#### PROMPT
Reproduce the records word for word, with nothing left out.

#### RECORDED DATA
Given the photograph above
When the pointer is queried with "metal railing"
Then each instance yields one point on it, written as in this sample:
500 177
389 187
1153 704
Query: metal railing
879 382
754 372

#### ANSWER SECTION
Given the photograph above
When the pointer is queried with "metal railing"
Then each instance yields one point on it, written as in this sample:
500 177
389 187
1153 704
Query: metal railing
879 382
754 372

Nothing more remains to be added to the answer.